== DIRECTION ==
Reproduce word for word the passage of the image captioning project description below, from "Disclaimer: This project" up to and including "from further refinement.".

== SOURCE TEXT ==
+++

Image Captioning

This project implements an image captioning system using deep learning techniques. The system generates descriptive captions for images by combining a convolutional neural network (CNN) or transformer-based encoder with a recurrent neural network (RNN) or transformer-based decoder.

Disclaimer: This project was developed as part of a final assignment. Some features may be incomplete, and the code could benefit from further refinement.

Features

Support for multiple encoder-decoder architectures.
Dataset handling, including splitting, saving, and logging.
Integration with Weights & Biases (wandb) for experiment tracking.
Support for custom tokenization and vocabulary generation.

Directory Structure

├── models/
│   ├── encoders/
│   │   ├── base.py            # Base encoder class, all encoders inherit from
│   │   ├── basic.py           # Resnet50 based encoder for LSTM decoder
│   │   ├── intermediate.py    # Resnet50 based encoder for LSTM decoder
│   │   ├── transformer.py     # Resnet50 based encoder for transformer decoder
│   │   ├── swin.py            # Swin Transformer encoder for transformer decoder
│   ├── basic.py            # Basic encoder-LSTM decoder model
│   ├── intermediate.py     # Intermediate encoder-LSTM decoder model
│   ├── transformer.py      # Transformer-based model
│   ├── image_captioner.py  # Main class for image captioning model, Basic and Intermediate inherit from this. Has inference methods
├── runner/
│   ├── runner.py           # Main class for running the image captioning pipeline
│   ├── config.py           # Run configuration and hyperparameters
├── sweeper/
│   ├── sweeper.py          # Class for hyperparameter sweeping, inherits from Runner
│   ├── config.py           # Configuration for hyperparameter sweeping
├── datasets/
│   ├── dataset.py          # Dataset handling and preprocessing
│   ├── dataloader.py       # DataLoader for batching and shuffling
│   ├── vocabulary.py       # Vocabulary generation and tokenization
├── captioner.py   # Common interface for generating captions using different algorithms and models.

+++

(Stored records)
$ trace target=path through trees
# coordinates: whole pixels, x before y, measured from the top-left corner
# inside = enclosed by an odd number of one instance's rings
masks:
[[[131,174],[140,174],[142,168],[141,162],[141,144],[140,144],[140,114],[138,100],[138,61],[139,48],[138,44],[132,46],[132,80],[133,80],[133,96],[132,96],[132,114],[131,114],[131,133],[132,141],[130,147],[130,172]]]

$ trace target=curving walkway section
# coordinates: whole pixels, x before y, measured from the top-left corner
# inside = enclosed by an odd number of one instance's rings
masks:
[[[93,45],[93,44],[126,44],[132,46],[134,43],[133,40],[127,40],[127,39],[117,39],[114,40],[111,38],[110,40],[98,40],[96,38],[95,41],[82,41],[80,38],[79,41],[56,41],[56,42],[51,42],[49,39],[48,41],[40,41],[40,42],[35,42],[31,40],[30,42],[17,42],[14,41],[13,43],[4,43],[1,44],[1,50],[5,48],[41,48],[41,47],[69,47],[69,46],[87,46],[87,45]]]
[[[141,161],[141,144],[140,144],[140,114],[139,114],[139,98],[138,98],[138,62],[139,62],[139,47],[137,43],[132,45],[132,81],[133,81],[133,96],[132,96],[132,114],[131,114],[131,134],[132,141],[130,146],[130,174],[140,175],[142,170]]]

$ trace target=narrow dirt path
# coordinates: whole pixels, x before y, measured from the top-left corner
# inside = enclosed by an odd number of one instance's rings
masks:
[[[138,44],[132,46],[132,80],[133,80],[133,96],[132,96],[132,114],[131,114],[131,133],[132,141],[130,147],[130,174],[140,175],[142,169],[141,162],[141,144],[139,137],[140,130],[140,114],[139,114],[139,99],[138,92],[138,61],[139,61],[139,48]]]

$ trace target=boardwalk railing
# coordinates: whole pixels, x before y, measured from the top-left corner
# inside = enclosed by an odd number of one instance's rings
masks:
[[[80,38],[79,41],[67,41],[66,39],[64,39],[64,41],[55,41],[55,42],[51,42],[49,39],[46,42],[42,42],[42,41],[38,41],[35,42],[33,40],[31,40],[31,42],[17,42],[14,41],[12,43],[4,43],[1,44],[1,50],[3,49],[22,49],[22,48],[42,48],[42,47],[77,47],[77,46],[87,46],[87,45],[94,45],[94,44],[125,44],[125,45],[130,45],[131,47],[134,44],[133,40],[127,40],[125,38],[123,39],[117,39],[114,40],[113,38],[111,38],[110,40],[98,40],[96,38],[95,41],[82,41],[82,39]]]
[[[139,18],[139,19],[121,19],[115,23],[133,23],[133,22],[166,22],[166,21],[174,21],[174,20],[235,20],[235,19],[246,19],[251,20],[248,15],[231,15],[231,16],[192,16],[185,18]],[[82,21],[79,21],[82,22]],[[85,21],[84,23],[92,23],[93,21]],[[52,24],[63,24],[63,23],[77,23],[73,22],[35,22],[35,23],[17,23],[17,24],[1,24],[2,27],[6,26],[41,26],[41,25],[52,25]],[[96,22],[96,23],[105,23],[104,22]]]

+++

== WRITTEN ANSWER ==
Disclaimer: This project was developed as part of a final assignment. Some features may be incomplete, and the code could benefit from further refinement.